Required work —
[1] For each statement below, say yes or no depending on whether it agrees with the ProVal passage, and quote the passage's deciding words. (a) The Asset & Funding Policy for the first valuation performed in ProVal can be prepared with the update feature. (b) Rerunning the Valuation Set replaces the saved Valuation Set run. (c) The list of available Valuation Sets includes only those saved in the current Project.
[2] According to the ProVal passage, which factors determine the types of schedules listed in the second message about amortization schedules? List all of them.
[3] Quote the ProVal passage between "2. whether the" and "Contribution Policy topic).", inclusive.

The parameters of the Asset & Funding Policy for the first valuation performed in ProVal must be input by hand. For succeeding valuations, you may update your existing prior year Asset & Funding Policy for use in the current year’s valuation without inputting last year’s amortization schedules and some other parameter values by hand. For example, in the U.S. qualified mode, if the Asset & Funding Policy for a multiemployer plan’s 1/1/2012 valuation contains amortization bases as of 1/1/2012, you can use ProVal’s update feature to prepare an Asset & Funding Policy for the 1/1/2013 valuation so that the outstanding balance of each amortization base will be as of 1/1/2013. To do so, click the Update button of an existing Asset & Funding Policy library entry, to access the Update Amortization Bases dialog box,

The Copy amortization schedules from Valuation Set parameter can be used to furnish the prior year’s amortization bases and installments, as of the prior valuation date, as the starting point. The list of available Valuation Sets will contain the names of only those Valuation Sets saved in the current Project and, in the U.S. qualified mode, executed under the same applicable law as specified by the Applicable law parameter of your Asset & Funding Policy. Select the Valuation Set corresponding to last year’s valuation and utilizing this, prior year, Asset & Funding Policy that you wish to update. ProVal reruns the Valuation Set (but will not replace the saved Valuation Set run) and displays processing messages: elapsed time to complete the Valuation Set, the Valuation Set warnings (if any), and two messages about amortization schedules. The first message indicates that the amortization schedules as of the prior valuation date have been copied from the Valuation Set results into this Asset & Funding Policy; the message displays the name of the underlying Valuation Set, the prior Valuation Date and the date the Valuation Set was created. The second message lists the type(s) of schedule(s) replaced (if any), which depends on the

  1. ProVal mode of operation and, in the U.S. qualified mode, on the selection of applicable law,

  2. whether the underlying Valuation Set includes funding or accounting Valuations and

  3. the Contribution Policy selected (under the Contribution Policy topic).

Given information —
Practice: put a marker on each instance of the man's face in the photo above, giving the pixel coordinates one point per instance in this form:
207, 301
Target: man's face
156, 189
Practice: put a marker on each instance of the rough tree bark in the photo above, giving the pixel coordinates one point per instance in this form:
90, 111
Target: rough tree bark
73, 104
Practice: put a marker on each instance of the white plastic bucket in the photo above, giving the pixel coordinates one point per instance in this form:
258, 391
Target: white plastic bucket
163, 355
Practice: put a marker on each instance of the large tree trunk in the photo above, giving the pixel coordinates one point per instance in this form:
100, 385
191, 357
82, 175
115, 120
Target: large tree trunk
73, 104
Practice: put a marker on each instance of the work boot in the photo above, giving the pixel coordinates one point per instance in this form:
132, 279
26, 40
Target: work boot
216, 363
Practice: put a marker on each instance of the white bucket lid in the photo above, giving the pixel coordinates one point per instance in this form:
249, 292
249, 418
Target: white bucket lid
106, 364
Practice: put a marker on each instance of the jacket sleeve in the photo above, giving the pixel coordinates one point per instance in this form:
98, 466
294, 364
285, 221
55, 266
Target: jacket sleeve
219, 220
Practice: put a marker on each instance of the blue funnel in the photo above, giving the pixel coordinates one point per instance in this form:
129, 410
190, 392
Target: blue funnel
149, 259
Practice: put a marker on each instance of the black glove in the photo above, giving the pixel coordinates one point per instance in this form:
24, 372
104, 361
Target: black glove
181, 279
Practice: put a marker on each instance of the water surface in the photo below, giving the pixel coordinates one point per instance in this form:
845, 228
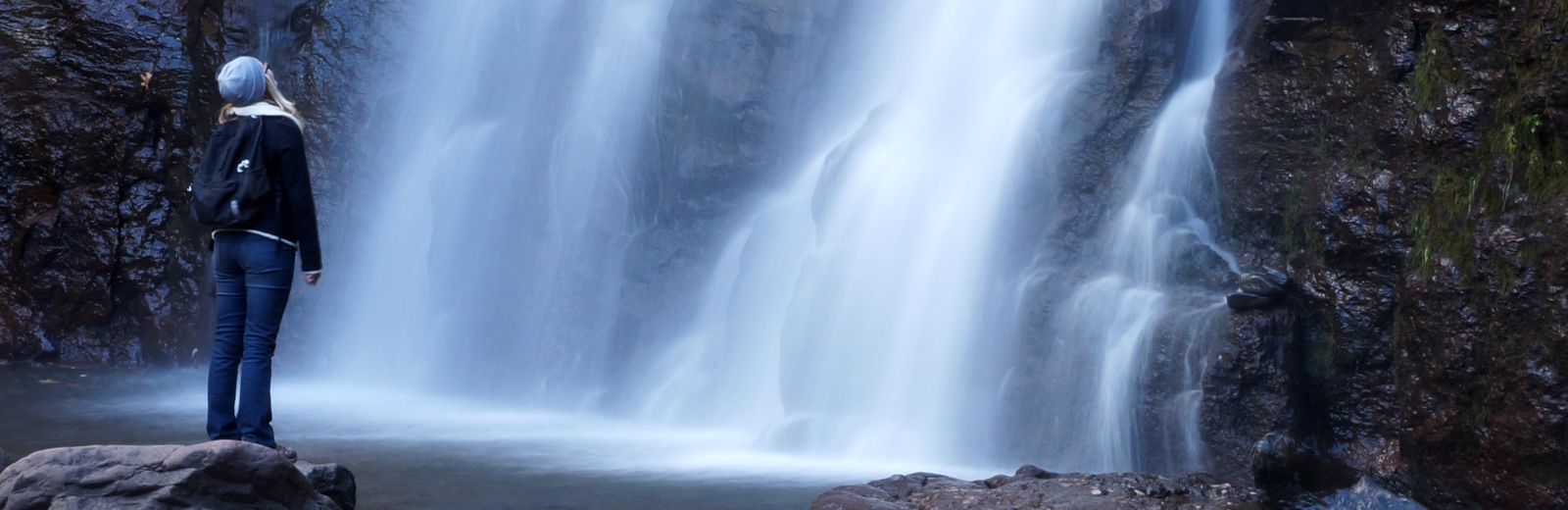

Outputs by task —
[1]
(a) No: "The parameters of the Asset & Funding Policy for the first valuation performed in ProVal must be input by hand."
(b) No: "ProVal reruns the Valuation Set (but will not replace the saved Valuation Set run)"
(c) Yes: "The list of available Valuation Sets will contain the names of only those Valuation Sets saved in the current Project"

[2]
- The ProVal mode of operation and, in the U.S. qualified mode, the selection of applicable law
- Whether the underlying Valuation Set includes funding or accounting Valuations
- The Contribution Policy selected (under the Contribution Policy topic)

[3]
2. whether the underlying Valuation Set includes funding or accounting Valuations and

  3. the Contribution Policy selected (under the Contribution Policy topic).